## TRY IT
Look through the records and copy each line that has "wooden" in it.

Items from a data source
>>>

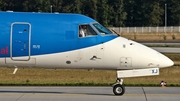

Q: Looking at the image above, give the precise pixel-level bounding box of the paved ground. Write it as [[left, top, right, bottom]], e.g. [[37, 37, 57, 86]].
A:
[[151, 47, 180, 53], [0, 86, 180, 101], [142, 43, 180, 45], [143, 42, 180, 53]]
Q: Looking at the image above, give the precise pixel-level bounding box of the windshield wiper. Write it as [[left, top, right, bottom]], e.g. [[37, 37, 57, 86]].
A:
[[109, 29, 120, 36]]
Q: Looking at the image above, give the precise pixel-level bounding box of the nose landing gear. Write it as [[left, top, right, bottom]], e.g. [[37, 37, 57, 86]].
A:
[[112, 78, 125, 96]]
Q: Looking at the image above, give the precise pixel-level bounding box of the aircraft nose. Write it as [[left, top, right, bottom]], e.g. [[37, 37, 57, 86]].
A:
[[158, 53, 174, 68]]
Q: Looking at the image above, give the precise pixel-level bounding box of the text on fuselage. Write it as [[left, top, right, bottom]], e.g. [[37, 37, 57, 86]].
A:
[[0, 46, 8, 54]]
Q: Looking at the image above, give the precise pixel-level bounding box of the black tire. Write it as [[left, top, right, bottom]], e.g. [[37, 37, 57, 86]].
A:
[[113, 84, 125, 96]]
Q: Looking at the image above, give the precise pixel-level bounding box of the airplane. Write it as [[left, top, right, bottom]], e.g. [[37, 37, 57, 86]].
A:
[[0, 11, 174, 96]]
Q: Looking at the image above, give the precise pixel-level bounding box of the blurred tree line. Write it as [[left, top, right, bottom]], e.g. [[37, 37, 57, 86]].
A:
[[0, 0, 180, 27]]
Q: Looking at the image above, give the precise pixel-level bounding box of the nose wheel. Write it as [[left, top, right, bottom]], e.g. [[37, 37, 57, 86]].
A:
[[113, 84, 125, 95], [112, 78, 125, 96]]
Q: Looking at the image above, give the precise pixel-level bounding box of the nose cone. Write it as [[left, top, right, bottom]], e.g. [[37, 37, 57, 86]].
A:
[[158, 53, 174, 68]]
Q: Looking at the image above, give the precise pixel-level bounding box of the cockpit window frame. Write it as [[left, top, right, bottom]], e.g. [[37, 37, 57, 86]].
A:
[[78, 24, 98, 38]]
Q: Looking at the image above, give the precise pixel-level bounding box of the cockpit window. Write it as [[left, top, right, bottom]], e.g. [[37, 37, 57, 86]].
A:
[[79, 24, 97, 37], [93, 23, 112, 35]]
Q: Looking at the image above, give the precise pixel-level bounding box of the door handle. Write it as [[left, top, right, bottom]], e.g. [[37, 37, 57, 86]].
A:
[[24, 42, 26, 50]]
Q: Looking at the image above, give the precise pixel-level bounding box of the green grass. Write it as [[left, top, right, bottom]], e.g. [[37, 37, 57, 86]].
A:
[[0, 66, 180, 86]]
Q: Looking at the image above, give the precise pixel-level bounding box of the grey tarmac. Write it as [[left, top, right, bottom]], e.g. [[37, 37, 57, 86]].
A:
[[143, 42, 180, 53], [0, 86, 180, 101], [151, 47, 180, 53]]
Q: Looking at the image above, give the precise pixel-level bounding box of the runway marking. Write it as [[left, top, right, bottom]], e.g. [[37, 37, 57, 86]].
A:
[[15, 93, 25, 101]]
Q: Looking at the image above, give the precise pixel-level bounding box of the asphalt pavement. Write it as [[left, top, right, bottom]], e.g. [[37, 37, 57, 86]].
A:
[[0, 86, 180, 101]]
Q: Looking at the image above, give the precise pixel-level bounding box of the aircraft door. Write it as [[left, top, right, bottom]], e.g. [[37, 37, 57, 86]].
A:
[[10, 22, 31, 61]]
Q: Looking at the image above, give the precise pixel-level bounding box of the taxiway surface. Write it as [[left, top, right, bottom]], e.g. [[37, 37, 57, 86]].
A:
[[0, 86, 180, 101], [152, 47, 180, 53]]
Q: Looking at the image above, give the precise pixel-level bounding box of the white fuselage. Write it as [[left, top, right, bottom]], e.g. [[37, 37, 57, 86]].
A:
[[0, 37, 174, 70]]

<<<
>>>

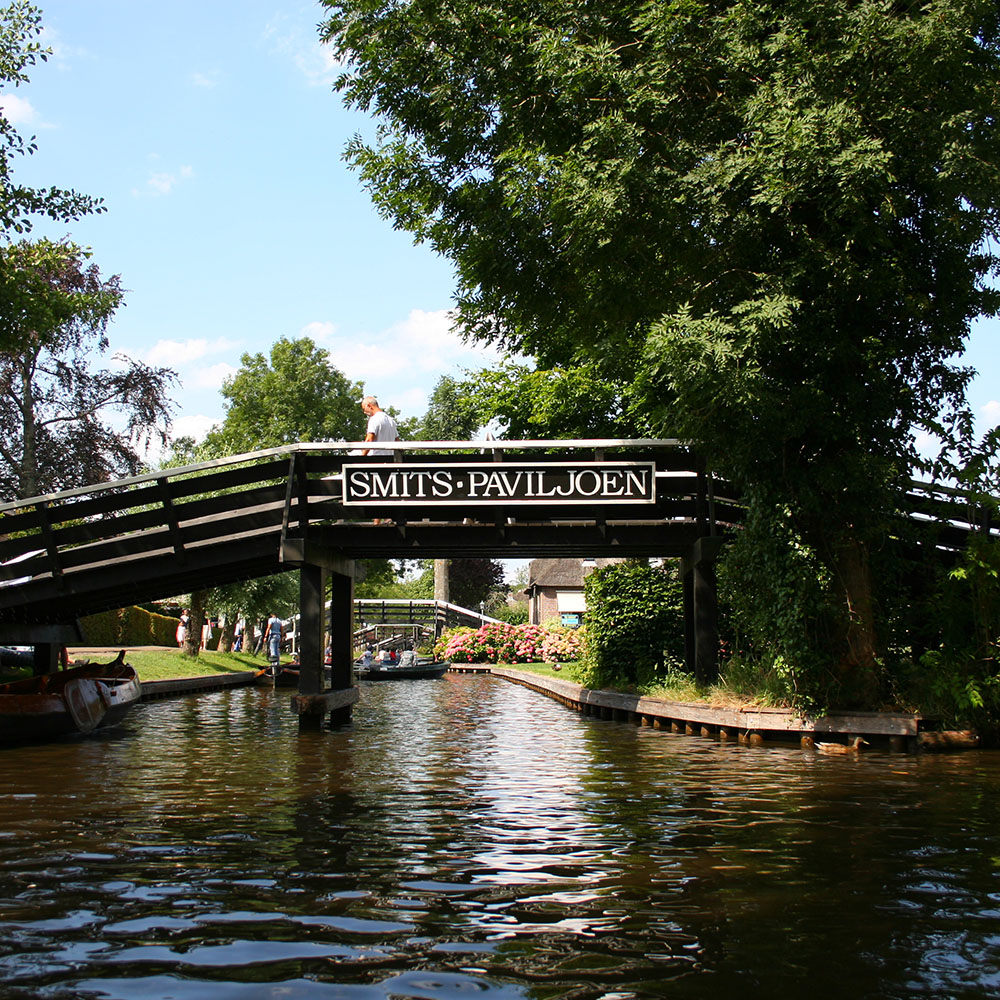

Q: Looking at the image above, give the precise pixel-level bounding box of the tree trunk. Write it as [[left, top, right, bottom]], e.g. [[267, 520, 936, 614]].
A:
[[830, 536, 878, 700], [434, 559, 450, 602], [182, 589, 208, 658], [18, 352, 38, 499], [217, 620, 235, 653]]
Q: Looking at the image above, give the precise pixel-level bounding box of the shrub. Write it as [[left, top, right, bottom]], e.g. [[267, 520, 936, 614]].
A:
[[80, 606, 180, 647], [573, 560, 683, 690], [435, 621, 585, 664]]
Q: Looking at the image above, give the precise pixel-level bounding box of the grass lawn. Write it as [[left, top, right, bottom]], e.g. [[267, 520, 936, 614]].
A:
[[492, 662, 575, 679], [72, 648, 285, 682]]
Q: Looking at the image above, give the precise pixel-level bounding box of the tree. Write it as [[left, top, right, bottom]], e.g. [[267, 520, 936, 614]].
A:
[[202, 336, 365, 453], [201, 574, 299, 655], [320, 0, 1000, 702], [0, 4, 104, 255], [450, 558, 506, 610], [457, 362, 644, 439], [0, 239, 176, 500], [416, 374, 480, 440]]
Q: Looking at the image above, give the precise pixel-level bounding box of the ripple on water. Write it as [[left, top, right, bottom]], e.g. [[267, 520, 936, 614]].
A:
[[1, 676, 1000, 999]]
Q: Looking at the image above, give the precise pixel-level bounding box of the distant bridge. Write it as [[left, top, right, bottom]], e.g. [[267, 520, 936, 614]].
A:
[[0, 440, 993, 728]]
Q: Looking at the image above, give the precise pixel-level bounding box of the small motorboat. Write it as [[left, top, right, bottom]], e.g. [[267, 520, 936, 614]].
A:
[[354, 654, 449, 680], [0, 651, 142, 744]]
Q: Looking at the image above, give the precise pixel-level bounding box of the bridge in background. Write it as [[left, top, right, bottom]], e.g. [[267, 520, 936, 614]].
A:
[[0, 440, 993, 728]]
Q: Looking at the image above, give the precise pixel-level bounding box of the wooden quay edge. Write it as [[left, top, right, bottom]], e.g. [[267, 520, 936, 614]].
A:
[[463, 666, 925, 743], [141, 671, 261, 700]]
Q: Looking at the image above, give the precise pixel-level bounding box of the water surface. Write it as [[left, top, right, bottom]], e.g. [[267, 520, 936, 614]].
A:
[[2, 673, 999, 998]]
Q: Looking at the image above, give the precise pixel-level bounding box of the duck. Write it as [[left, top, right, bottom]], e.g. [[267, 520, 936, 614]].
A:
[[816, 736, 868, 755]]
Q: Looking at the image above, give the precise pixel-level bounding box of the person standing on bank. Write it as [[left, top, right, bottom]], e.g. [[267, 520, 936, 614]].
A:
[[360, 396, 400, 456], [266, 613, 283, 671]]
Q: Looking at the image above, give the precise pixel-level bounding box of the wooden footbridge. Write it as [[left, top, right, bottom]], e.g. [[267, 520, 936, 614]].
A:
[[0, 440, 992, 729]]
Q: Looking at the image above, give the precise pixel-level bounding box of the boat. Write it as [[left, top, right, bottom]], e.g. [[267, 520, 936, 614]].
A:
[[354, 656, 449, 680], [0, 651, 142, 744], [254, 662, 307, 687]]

<<<

## RESPONSE TO THIS TASK
Q: Looking at the image above, give the precise pixel-level bounding box of the wooden quay edge. Write it as [[left, top, right, bottom]], e.g. [[267, 520, 936, 614]].
Q: Looking at the image above, give the precise pixel-level bounding box of the wooden footbridge. Write it as [[left, top, right, bottom]], e.g. [[267, 520, 936, 614]].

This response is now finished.